- [Фрагмент текста]:
++++++++++++++++++++

Глава третья
Глава третья
1. Среда
В 1869 году я вышла из института, вышла живой, веселой, шаловливой девушкой, хрупкой с виду, но здоровой духовно и физически, не заморенной затворничеством, в котором провела 6 лет, но с знанием жизни и людей только по романам и повестям, которые читала. Реальная действительность оставалась за стенами закрытого учебного заведения, а дома, в Никифоровке, куда мы с сестрой приезжали на каникулы, кроме родных, мы совсем не видали посторонних. Лишь однажды, за два года до выпуска, когда я была в последний раз дома, к отцу приехали двое молодых людей, из которых один был студентом естественного факультета Казанского университета. Они прогостили у нас дня четыре. Студент, человек очень разговорчивый, говорил о строении солнца, о луне, о звездах; критиковал институтское воспитание, отрицал чудеса и осмеивал религию. Из привезенного с собою тома Добролюбова он прочел мне две статьи: «Граф Кавур и отец Гавацци» и разбор драмы Островского «Гроза» «Луч света в темном царстве», хотя никаких пьес Островского я не читала. Эта встреча не произвела особого впечатления, но осталась в памяти как единственная.
Мои родители постоянно жили в деревне, и по окончании института я очутилась в той же обстановке, в какой бывала девочкой на вакатах. В деревне тихая, простая и спокойная обстановка располагала к серьезности.
Еще в институте я испытала одно влияние в этом направлении. Моей классной даме, умной и энергичной Черноусовой, я обязана тем, что услышала слова, навсегда запечатлевшиеся в уме и имевшие громадное значение в моей жизни. Как-то раз, обращаясь не ко мне, а к другой воспитаннице, она, делая ей выговор за леность, с подчеркнутым выражением сказала: «Вы думаете, выйдете из института, так и конец учению. Нет! учение никогда не может кончиться. Всю жизнь вплоть до могилы надо учиться». Эту, с виду такую банальную, истину я услыхала тогда в первый раз. Она заставила меня задуматься и бросила пучок света в мой ум. Я не могла забыть этих случайно слышанных слов и не забыла.
Но прежде всего моей матери, которая в детстве не получила образования, но путем самостоятельной работы над собой достигла высот духовного развития и была интеллигентным человеком в лучшем смысле этого слова, я обязана тем, что тотчас по выходе из института стала работать умственно. Мать дала мне лучший журнал того времени «Отечественные записки»; в ее библиотеке я нашла «Современника», а у дяди — «Русское слово», «Слово» и журнал «Дело»[98].

++++++++++++++++++++

(Данные, извлечённые из коллекции)
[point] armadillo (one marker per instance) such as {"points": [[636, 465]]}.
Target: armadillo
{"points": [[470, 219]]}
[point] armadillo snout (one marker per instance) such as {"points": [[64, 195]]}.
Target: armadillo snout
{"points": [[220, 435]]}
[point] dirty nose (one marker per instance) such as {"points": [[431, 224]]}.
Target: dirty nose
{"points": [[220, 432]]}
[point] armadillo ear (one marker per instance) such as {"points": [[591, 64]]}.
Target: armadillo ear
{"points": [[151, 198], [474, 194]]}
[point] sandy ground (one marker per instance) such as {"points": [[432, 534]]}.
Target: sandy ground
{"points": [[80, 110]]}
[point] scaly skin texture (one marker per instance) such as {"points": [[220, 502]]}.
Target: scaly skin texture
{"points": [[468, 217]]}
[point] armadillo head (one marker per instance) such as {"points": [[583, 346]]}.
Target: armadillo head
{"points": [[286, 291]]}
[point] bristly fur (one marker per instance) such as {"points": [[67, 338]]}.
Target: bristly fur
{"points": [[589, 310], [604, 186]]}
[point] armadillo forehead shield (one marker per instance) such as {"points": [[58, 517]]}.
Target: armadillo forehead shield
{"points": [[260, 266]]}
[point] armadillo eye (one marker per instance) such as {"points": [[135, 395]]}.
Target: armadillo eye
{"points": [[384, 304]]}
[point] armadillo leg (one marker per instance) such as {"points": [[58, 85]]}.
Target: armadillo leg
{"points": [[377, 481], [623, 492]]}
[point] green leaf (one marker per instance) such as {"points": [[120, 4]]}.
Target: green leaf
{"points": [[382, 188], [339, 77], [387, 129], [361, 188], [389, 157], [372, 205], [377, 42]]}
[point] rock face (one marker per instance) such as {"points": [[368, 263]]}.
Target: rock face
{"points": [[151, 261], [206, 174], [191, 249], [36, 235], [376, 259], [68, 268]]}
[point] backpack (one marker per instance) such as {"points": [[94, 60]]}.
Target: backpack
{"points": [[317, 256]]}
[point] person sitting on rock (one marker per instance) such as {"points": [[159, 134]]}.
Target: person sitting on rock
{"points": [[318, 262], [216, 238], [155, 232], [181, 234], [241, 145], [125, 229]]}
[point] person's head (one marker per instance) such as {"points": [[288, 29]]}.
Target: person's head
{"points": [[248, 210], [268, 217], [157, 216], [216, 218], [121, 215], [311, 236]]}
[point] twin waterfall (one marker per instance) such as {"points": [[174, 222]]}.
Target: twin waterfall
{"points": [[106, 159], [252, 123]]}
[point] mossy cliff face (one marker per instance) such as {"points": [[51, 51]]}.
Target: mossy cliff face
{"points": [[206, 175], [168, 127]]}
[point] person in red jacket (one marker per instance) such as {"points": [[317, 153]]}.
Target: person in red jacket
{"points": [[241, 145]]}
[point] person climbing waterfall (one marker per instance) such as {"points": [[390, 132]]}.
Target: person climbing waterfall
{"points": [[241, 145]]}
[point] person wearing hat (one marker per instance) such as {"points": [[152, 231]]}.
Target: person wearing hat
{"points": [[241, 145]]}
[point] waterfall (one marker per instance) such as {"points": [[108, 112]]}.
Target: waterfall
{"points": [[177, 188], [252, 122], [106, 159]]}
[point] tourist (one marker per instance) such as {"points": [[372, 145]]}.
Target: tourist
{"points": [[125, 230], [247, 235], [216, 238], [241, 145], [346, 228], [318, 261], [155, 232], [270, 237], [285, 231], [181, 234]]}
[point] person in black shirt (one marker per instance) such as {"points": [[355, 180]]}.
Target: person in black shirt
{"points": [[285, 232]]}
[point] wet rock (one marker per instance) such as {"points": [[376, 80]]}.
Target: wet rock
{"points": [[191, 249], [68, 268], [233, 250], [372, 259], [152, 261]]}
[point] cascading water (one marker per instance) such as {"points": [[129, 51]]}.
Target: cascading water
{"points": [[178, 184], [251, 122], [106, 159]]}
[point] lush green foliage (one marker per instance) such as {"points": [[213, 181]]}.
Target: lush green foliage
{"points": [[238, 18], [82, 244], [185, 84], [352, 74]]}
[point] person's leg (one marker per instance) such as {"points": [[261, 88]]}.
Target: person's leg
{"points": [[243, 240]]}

++++++++++++++++++++

- [Задания]:
**A)** Отредактируйте часть воспоминаний о выходе из института, начиная со слов «Мои родители постоянно» и заканчивая словами «и не забыла.». Замените в ней «классной даме» на «наставнице».
**B)** Какой журнал, согласно воспоминаниям о выходе из института, мать дала автору?
**C)** Допишите следующую часть воспоминаний о выходе из института, продолжив их после последнего приведенного предложения.

- [Ответы к заданиям]:
**A)**
Мои родители постоянно жили в деревне, и по окончании института я очутилась в той же обстановке, в какой бывала девочкой на вакатах. В деревне тихая, простая и спокойная обстановка располагала к серьезности.
Еще в институте я испытала одно влияние в этом направлении. Моей наставнице, умной и энергичной Черноусовой, я обязана тем, что услышала слова, навсегда запечатлевшиеся в уме и имевшие громадное значение в моей жизни. Как-то раз, обращаясь не ко мне, а к другой воспитаннице, она, делая ей выговор за леность, с подчеркнутым выражением сказала: «Вы думаете, выйдете из института, так и конец учению. Нет! учение никогда не может кончиться. Всю жизнь вплоть до могилы надо учиться». Эту, с виду такую банальную, истину я услыхала тогда в первый раз. Она заставила меня задуматься и бросила пучок света в мой ум. Я не могла забыть этих случайно слышанных слов и не забыла.

**B)** «Отечественные записки».

**C)**
Среда, которая меня окружала, была все та же, что и в предыдущие годы; знакомых помещиков у нас, можно сказать, не было; молодежь, соответствующая моему возрасту и образованию, в уезде совершенно отсутствовала, и единственными лицами, с которыми мы были в частом общении, были две родственные семьи: дядя П. X. Куприянов с женой и супруги Головни. Это было все. Но эти люди — всего четверо, — надо отдать им справедливость, были целой головой выше уездной обывательской среды. Это были «мыслящие реалисты» (термин, которого тогда в моем лексиконе не было) и либералы-демократы по более поздней терминологии. Они не были социалистами, и об этом учении я не слыхала от них ни слова. Никогда не упоминали они имен славнейших первоучителей социалистического учения: Фурье, С.-Симона и др. Я не знала даже имени Ф. Лассаля, блестящая деятельность которого имела в 60-х годах такой отклик в Германии. И когда я приехала за границу и впервые присутствовала при разговоре об этом вожде рабочих, то смешивала имя Лассаля с именем Лапласа[99] и, стыдясь своего невежества, не решалась просить разъяснения. Мои родственники не были республиканцами, хотя восхваляли политическое устройство Швейцарии и С[еверо]-А[мериканских] Штатов и рекомендовали мне две книги Диксона: «Швейцария и швейцарцы» и «Америка и американцы»[100], которые я прочла с великим увлечением. Но как достигнуть таких порядков в России, они никогда не говорили, а я была так мало развита, что у меня не возникал вопрос об этом.
Поклонники Писарева, в ряду наук они высоко ставили естествознание, и по их указанию я прочла сочинения Дарвина, Ляэлля, Льюиса, Фогта и популярные статьи Писарева, хотя по отсутствию подготовки многое оставалось для меня неясным.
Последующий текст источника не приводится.